— Document —
========================================
- Psyduck artwork by Ken Sugimori
- First game: Pokémon Red and Blue (1996)
- Designed by: Ken Sugimori (finalized)
- Voiced by: English Michael Haigney (1998-2006); Michele Knotz (since 2006); Japanese Rikako Aikawa;

In-universe information
- Species: Pokémon
- Type: Water

= Psyduck =

Pokémon species

Psyduck (/ˈsaɪdʌk/), known as Koduck (コダック, Kodakku) in Japan, is a Pokémon species in Nintendo and Game Freak's Pokémon franchise. Created by Ken Sugimori, Psyduck first appeared in the video games Pokémon Red and Blue and later in sequels. It has later appeared in various merchandise, spinoff titles and animated and printed adaptations of the franchise. A Psyduck also appears as part of the main cast in the live-action animated film Pokémon Detective Pikachu. Psyduck has been voiced by Michael Haigney and Rikako Aikawa since its debut.

A duck-like Pokémon, Psyduck is constantly stunned by its headache, and usually just stands vacantly, trying to calm itself. In the anime series, Psyduck's appearances became a running gag; Misty, a major supporting character, would often release Psyduck by accident instead of the Pokémon she wanted to use. Psyduck has been met with a primarily positive response since its debut, primarily in its role in the Pokémon Concierge television series.
========================================
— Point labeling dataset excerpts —
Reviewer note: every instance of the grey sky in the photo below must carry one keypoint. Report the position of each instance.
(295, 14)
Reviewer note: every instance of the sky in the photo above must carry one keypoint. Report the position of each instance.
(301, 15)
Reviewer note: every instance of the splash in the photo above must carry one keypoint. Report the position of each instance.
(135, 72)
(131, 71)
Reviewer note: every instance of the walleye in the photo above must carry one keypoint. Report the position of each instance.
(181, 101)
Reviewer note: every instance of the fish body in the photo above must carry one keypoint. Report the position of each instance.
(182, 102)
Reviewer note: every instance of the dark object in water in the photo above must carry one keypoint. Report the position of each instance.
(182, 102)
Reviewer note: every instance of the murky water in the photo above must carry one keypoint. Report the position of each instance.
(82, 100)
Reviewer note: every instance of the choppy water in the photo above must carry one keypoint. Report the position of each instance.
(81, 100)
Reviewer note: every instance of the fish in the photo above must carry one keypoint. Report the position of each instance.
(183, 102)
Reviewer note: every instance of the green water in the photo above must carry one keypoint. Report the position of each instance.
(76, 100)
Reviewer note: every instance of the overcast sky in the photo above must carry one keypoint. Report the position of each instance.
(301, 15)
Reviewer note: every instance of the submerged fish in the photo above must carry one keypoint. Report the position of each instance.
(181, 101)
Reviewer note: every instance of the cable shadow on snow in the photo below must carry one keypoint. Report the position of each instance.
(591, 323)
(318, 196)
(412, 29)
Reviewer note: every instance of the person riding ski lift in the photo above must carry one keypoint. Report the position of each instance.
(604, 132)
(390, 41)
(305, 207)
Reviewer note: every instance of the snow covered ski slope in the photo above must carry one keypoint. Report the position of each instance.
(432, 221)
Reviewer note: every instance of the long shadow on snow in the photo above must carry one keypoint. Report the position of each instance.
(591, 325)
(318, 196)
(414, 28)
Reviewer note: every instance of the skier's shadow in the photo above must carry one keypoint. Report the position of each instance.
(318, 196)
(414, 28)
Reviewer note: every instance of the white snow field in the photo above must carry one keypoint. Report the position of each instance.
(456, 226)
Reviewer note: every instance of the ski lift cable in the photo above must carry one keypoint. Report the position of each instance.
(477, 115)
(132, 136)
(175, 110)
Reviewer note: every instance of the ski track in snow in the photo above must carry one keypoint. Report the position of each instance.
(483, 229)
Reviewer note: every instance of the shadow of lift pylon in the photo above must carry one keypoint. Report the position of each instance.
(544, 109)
========================================
— Directive A —
What is Psyduck called in Japan, according to the Psyduck article?
— Directive B —
Please quote the Psyduck article from "A duck-like Pokémon, Psyduck" to "Concierge television series." word for word.

— Final result A —
Koduck (コダック, Kodakku).

— Final result B —
A duck-like Pokémon, Psyduck is constantly stunned by its headache, and usually just stands vacantly, trying to calm itself. In the anime series, Psyduck's appearances became a running gag; Misty, a major supporting character, would often release Psyduck by accident instead of the Pokémon she wanted to use. Psyduck has been met with a primarily positive response since its debut, primarily in its role in the Pokémon Concierge television series.